# Exercise:
Each entry below must be repeated word for word.

━━ Data extracts

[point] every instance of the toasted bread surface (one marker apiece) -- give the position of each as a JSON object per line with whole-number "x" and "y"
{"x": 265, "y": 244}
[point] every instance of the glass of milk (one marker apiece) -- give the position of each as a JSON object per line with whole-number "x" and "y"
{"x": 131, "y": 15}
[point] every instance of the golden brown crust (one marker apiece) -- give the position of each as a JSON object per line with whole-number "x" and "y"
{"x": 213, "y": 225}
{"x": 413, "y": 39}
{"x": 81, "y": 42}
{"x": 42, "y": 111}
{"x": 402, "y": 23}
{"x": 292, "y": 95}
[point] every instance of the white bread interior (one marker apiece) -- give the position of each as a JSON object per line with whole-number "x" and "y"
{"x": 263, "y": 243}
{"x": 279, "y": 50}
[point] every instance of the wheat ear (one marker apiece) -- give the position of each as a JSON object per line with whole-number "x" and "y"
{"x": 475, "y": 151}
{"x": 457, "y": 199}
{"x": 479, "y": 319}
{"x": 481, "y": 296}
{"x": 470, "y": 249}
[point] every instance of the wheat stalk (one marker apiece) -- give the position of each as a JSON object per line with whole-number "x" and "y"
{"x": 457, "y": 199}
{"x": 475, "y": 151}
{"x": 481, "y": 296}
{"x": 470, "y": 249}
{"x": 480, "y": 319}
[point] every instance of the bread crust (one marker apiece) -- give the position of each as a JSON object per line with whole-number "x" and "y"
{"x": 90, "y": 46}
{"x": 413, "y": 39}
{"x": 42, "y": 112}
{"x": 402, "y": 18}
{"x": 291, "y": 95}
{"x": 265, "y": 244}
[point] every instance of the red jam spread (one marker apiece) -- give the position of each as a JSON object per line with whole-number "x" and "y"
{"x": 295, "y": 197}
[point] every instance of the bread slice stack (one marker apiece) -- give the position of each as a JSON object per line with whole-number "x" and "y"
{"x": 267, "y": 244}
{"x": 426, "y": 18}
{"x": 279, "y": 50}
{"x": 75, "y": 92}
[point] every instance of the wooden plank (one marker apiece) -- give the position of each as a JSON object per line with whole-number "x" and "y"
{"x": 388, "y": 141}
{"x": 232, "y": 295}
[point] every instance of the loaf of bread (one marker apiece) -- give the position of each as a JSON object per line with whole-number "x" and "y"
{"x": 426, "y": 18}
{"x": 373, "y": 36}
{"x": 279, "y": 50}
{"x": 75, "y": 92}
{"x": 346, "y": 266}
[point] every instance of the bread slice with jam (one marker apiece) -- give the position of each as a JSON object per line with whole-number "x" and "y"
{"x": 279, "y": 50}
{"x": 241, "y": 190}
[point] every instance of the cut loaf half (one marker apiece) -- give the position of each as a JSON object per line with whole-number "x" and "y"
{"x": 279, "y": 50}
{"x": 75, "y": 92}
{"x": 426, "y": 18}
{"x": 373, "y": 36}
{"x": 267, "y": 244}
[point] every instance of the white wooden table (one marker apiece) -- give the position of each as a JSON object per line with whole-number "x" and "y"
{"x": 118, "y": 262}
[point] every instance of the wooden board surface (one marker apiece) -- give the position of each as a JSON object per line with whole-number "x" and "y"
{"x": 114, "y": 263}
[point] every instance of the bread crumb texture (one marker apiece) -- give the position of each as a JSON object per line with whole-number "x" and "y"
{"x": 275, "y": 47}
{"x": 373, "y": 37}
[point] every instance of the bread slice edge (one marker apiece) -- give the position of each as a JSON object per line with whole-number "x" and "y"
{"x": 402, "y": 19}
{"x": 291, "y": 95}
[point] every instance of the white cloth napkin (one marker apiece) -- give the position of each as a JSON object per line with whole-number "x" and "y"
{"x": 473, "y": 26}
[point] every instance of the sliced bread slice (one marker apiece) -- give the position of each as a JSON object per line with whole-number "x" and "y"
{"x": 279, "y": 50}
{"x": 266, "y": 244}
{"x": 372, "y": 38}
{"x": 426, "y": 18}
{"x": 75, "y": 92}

━━━━

# Response:
[point] every instance of the toasted bread surface (one marker apiece) -- give the position of each as a JSON object per line with whole-number "x" and "y"
{"x": 265, "y": 244}
[point] every instance of the glass of milk (one marker apiece) -- give the position of each as a JSON object per line with whole-number "x" and "y"
{"x": 131, "y": 15}
[point] every instance of the golden brown crust (one marker apiece) -- give the position of each as a JSON object per line with whole-number "x" and "y"
{"x": 213, "y": 225}
{"x": 413, "y": 39}
{"x": 81, "y": 42}
{"x": 42, "y": 111}
{"x": 402, "y": 23}
{"x": 292, "y": 95}
[point] every instance of the white bread interior (one marker apiece) -- give the position of each as a JSON object per line with whole-number "x" and "y"
{"x": 263, "y": 243}
{"x": 279, "y": 50}
[point] every instance of the wheat ear (one marker apiece) -- give the position of each as a JSON object per line with whole-number "x" and "y"
{"x": 475, "y": 151}
{"x": 457, "y": 199}
{"x": 479, "y": 319}
{"x": 481, "y": 296}
{"x": 470, "y": 249}
[point] every instance of the wheat stalk (one marker apiece) -- give the position of each as a JSON object per line with whole-number "x" and "y"
{"x": 457, "y": 199}
{"x": 475, "y": 151}
{"x": 481, "y": 296}
{"x": 470, "y": 249}
{"x": 480, "y": 319}
[point] every instance of the bread crust (one marker apiece) -- give the position of each as a JSON object per line with whole-number "x" and "y"
{"x": 90, "y": 46}
{"x": 413, "y": 39}
{"x": 42, "y": 112}
{"x": 402, "y": 18}
{"x": 291, "y": 95}
{"x": 265, "y": 244}
[point] every instance of the red jam spread (one marker apiece) -- give the position of each as a JSON object per line with whole-number "x" and "y"
{"x": 295, "y": 197}
[point] every instance of the bread slice stack (one marker apiece) -- give the position of each as a JSON object per line with whole-number "x" and "y"
{"x": 267, "y": 244}
{"x": 426, "y": 18}
{"x": 279, "y": 50}
{"x": 75, "y": 92}
[point] every instance of the wooden plank (one marker apiece) -- give the position of each as a JSON object per line with whole-number "x" and "y"
{"x": 388, "y": 141}
{"x": 232, "y": 295}
[point] every instance of the loaf of bread (one marker apiece) -- give the position of each as a JSON object per line with whole-number "x" and "y"
{"x": 426, "y": 18}
{"x": 373, "y": 36}
{"x": 279, "y": 50}
{"x": 75, "y": 92}
{"x": 346, "y": 266}
[point] every instance of the bread slice with jam (one marker apiece) -- give the position of each as a JSON object per line with whole-number "x" and "y"
{"x": 279, "y": 50}
{"x": 241, "y": 190}
[point] every instance of the cut loaf half (one marker apiece) -- give the position of each as a JSON object per line with whole-number "x" and "y"
{"x": 279, "y": 50}
{"x": 75, "y": 92}
{"x": 426, "y": 18}
{"x": 373, "y": 36}
{"x": 267, "y": 244}
[point] every instance of the white wooden table (one marker apiece) -- give the position of each as a JSON object per line with whole-number "x" and "y"
{"x": 118, "y": 262}
[point] every instance of the wooden board surface (one marker apiece) -- give the position of each as a JSON object per line with whole-number "x" and "y"
{"x": 114, "y": 263}
[point] every instance of the bread crumb texture (one marker apiece) -- give the position of each as a JSON object per line with whole-number "x" and "y"
{"x": 275, "y": 47}
{"x": 373, "y": 37}
[point] every instance of the bread slice edge (one marker apiece) -- give the position of each as a JSON object per line with whole-number "x" and "y"
{"x": 402, "y": 19}
{"x": 291, "y": 95}
[point] every instance of the white cloth napkin (one marker apiece) -- give the position of each as a JSON object per line with whole-number "x" and "y"
{"x": 473, "y": 26}
[point] every instance of the sliced bread slice (one marker apiece) -- give the position of each as a JSON object per line with whole-number "x" and "y"
{"x": 279, "y": 50}
{"x": 266, "y": 244}
{"x": 372, "y": 38}
{"x": 426, "y": 18}
{"x": 75, "y": 92}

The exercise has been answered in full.